Problem description:
Retype the records that follow, every line exactly as written.

[Dataset records]

──────────────────────────────

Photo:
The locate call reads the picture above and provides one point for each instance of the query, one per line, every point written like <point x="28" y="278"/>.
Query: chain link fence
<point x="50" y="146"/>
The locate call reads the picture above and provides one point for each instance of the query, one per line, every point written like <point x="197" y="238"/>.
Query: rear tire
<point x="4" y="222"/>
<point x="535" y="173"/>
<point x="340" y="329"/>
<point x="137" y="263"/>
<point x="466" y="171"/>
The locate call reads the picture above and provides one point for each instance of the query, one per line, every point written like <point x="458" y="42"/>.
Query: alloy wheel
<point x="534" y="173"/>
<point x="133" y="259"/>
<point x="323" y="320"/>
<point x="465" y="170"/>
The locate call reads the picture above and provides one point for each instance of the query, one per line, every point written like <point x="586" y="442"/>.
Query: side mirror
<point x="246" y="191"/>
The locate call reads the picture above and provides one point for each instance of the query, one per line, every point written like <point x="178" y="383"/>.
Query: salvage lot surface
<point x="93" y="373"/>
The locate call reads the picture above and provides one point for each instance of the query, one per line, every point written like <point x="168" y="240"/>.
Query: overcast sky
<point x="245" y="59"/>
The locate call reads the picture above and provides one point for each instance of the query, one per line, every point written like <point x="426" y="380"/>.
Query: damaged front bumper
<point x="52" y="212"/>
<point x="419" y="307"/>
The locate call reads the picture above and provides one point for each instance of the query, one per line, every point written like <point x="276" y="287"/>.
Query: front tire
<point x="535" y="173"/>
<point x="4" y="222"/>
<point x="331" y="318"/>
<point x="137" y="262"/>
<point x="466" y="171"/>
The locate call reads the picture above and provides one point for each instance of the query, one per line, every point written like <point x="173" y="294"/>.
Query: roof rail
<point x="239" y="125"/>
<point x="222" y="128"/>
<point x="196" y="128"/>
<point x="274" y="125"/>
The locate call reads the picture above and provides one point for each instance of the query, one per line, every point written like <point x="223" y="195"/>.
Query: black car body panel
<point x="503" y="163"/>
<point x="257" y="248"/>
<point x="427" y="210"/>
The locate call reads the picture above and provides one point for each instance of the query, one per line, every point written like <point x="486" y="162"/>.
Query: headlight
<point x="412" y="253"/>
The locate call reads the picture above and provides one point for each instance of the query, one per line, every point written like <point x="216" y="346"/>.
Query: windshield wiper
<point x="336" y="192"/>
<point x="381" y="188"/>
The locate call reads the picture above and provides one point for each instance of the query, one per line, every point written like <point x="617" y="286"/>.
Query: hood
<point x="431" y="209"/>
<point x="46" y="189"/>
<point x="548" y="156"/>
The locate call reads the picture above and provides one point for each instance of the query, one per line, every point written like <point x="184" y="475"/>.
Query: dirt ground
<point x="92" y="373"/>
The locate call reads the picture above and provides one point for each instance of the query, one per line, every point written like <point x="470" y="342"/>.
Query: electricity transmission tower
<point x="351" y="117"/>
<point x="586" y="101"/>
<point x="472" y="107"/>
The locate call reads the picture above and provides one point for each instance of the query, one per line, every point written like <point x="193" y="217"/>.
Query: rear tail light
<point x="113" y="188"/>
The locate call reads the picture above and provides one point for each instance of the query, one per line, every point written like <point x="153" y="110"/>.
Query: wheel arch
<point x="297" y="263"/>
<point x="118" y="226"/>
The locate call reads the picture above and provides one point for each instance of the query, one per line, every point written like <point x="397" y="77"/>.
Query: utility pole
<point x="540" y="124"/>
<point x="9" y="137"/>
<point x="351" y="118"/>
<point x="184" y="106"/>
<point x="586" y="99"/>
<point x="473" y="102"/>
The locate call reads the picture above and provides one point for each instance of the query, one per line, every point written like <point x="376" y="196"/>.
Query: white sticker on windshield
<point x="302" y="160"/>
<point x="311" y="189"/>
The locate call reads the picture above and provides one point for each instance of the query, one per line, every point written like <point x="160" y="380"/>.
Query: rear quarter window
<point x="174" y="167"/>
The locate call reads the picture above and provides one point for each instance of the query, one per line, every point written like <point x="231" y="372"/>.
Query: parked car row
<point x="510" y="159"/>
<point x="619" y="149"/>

──────────────────────────────

Solution below:
Photo:
The locate call reads the picture above and provides one point for each instance of the query, one per line, every point written like <point x="28" y="278"/>.
Query: chain link fence
<point x="50" y="146"/>
The locate call reads the picture above and provides one point for each instance of the query, one per line, every point written like <point x="197" y="238"/>.
Query: rear tire
<point x="4" y="222"/>
<point x="535" y="173"/>
<point x="340" y="329"/>
<point x="137" y="263"/>
<point x="466" y="171"/>
The locate call reads the picture above and provides one point for each instance of the query, one per line, every point written like <point x="458" y="42"/>.
Query: alloy wheel
<point x="534" y="173"/>
<point x="133" y="259"/>
<point x="323" y="320"/>
<point x="465" y="170"/>
The locate call reads the picture above and provides one point for each instance of the query, one per line, every point written like <point x="586" y="442"/>.
Query: side mirror
<point x="246" y="191"/>
The locate call reads the picture above and provides one point for each instance of the query, one per line, every point written like <point x="178" y="383"/>.
Query: salvage lot surface
<point x="93" y="373"/>
The locate call reads the picture above and provides one point for each instance of the query, one per line, every point written like <point x="168" y="240"/>.
Query: overcast sky
<point x="245" y="59"/>
The locate call reads the picture above and provides one point for each instance of the query, one per line, every point written like <point x="426" y="380"/>.
Query: damaged front bumper
<point x="52" y="212"/>
<point x="419" y="307"/>
The locate call reads the picture above and provides one point for each instance of the query, one per line, every point written like <point x="276" y="287"/>.
Query: front tire
<point x="535" y="173"/>
<point x="4" y="222"/>
<point x="331" y="318"/>
<point x="137" y="262"/>
<point x="466" y="171"/>
The locate call reads the picture above and provides one point for each instance of the query, one per line, every point written like <point x="173" y="294"/>.
Query: roof rail
<point x="239" y="125"/>
<point x="222" y="128"/>
<point x="196" y="128"/>
<point x="274" y="125"/>
The locate call reads the picture above and provides one point for each instance of the query, one per line, every point written like <point x="223" y="195"/>.
Query: black car body panel
<point x="503" y="163"/>
<point x="257" y="248"/>
<point x="427" y="210"/>
The locate call reads the picture above and provides one point for each instance of the query, one per line, every point written like <point x="486" y="162"/>.
Query: headlight
<point x="412" y="253"/>
The locate call reads the picture above and provides one point for each instance of the query, one per line, every point written like <point x="216" y="346"/>.
Query: windshield wiper
<point x="336" y="192"/>
<point x="381" y="188"/>
The locate call reads the picture above and provides one point for each instance of the query, one per line, every point written like <point x="617" y="286"/>.
Query: hood
<point x="431" y="209"/>
<point x="46" y="189"/>
<point x="548" y="156"/>
The locate call reads the picture above and provides one point for each instance of the query, one per line, every point written like <point x="184" y="475"/>.
Query: dirt ground
<point x="92" y="373"/>
The locate call reads the picture above and provides one point for each instance of the query, one per line, every point written like <point x="470" y="342"/>.
Query: electricity transmission tower
<point x="351" y="117"/>
<point x="586" y="101"/>
<point x="472" y="107"/>
The locate call reads the picture above and provides one point for each instance of the query, one per line, every point written like <point x="193" y="217"/>.
Query: rear tail light
<point x="113" y="188"/>
The locate call reads the picture above and provides one point for each instance of the query, one per line, every point written like <point x="153" y="110"/>.
Query: wheel arch
<point x="297" y="263"/>
<point x="118" y="226"/>
The locate call reads the picture above and provides one point for each instance of the query, one per line, every point written like <point x="397" y="77"/>.
Query: utility pole
<point x="540" y="124"/>
<point x="9" y="137"/>
<point x="351" y="118"/>
<point x="184" y="106"/>
<point x="586" y="99"/>
<point x="473" y="102"/>
The locate call reads the picture above and provides one point for each instance of the query, one per line, every point written like <point x="376" y="196"/>.
Query: white sticker on windshield
<point x="302" y="160"/>
<point x="311" y="189"/>
The locate call reads the picture above and provides one point for each instance of the query, one per line, every point written like <point x="160" y="380"/>.
Query: rear quarter window
<point x="174" y="167"/>
The locate call reads the picture above and provides one point for each instance of the query, one per line, every point written like <point x="231" y="372"/>.
Query: parked car row
<point x="510" y="159"/>
<point x="619" y="149"/>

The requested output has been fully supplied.